Work instructions »
A line belongs in the answer if it contains "blue"; copy every such line from the entries below.

The data »
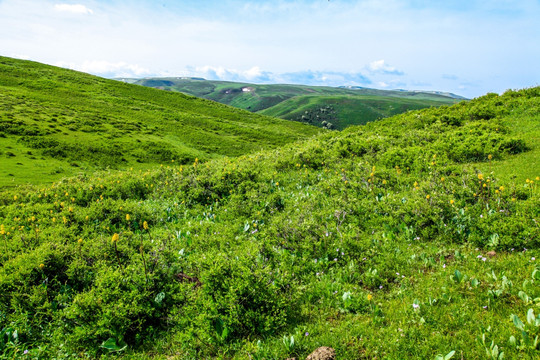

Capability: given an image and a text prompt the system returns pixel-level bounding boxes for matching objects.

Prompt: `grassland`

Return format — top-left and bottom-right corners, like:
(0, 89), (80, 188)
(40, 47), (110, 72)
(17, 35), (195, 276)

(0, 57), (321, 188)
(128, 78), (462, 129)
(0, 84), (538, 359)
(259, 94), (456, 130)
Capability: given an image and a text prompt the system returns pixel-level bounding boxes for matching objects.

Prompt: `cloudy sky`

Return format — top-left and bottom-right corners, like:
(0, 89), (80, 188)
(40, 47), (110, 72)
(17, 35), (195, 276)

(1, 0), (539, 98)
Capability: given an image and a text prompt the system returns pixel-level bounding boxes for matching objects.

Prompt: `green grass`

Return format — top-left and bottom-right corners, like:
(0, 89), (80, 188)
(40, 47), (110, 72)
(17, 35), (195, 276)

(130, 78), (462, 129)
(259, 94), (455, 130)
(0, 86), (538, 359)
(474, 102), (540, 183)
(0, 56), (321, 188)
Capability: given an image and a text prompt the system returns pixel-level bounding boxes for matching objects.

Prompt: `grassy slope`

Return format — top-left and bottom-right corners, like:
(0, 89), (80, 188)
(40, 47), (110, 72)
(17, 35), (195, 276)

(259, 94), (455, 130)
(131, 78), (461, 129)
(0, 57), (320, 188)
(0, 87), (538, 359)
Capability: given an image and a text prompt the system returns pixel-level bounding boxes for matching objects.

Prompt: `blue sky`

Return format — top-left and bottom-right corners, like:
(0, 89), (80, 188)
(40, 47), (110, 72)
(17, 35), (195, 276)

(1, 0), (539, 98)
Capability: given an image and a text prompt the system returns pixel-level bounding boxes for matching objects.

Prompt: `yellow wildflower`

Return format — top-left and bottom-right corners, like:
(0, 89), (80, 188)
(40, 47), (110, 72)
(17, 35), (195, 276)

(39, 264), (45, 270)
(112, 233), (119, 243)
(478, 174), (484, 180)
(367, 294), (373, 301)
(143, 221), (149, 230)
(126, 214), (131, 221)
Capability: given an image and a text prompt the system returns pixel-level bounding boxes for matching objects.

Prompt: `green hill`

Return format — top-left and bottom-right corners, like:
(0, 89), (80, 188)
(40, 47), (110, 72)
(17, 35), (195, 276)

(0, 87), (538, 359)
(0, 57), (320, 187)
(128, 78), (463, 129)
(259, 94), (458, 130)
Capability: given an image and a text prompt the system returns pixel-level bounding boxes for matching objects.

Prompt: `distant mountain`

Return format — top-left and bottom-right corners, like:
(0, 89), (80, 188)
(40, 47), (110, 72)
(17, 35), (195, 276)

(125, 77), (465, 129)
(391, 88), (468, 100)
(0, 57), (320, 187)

* * *

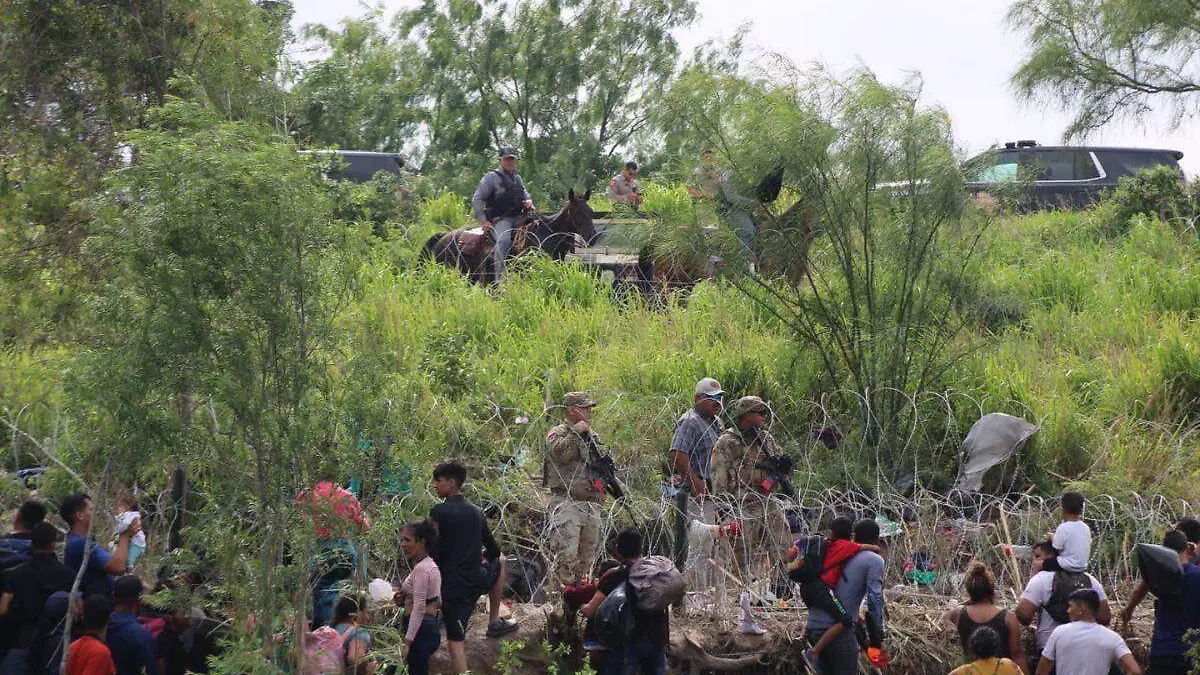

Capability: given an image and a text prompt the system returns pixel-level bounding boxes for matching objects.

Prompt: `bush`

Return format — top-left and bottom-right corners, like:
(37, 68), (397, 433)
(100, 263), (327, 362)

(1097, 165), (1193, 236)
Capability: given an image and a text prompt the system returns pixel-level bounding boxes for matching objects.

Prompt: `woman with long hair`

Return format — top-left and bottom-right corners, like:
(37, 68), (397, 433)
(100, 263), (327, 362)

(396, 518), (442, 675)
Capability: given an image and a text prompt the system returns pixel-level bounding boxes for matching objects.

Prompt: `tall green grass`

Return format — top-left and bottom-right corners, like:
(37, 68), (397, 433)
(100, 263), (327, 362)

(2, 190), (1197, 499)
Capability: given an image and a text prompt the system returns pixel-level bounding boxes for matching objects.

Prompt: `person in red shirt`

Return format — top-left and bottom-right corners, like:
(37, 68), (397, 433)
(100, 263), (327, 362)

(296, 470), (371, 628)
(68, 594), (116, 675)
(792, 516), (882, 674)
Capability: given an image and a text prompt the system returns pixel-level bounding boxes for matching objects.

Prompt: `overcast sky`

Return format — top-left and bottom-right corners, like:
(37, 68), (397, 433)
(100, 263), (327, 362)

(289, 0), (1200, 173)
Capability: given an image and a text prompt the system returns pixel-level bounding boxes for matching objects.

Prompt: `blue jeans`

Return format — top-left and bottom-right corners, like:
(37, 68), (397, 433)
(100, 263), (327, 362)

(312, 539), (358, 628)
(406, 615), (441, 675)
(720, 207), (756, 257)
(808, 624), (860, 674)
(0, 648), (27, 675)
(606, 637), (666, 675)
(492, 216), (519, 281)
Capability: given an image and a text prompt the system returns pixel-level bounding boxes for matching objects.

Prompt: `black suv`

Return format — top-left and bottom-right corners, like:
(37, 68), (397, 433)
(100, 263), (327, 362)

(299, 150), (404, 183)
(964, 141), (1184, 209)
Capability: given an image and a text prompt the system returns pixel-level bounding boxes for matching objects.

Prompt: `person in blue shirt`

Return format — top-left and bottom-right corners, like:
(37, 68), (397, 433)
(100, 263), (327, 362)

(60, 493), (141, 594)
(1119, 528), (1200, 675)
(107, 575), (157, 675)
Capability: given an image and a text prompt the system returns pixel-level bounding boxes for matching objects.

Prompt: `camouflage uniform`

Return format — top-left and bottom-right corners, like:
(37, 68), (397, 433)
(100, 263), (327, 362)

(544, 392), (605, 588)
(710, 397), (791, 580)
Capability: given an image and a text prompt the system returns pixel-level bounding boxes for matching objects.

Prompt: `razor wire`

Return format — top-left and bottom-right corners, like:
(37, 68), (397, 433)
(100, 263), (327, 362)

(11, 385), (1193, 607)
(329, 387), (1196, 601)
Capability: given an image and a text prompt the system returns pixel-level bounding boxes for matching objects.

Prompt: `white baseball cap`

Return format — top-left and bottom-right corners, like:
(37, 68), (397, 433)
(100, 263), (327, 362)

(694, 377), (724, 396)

Output below »
Prompt: `blue sky`
Prompt: `blue jeans`
Prompt: `person in blue shirt`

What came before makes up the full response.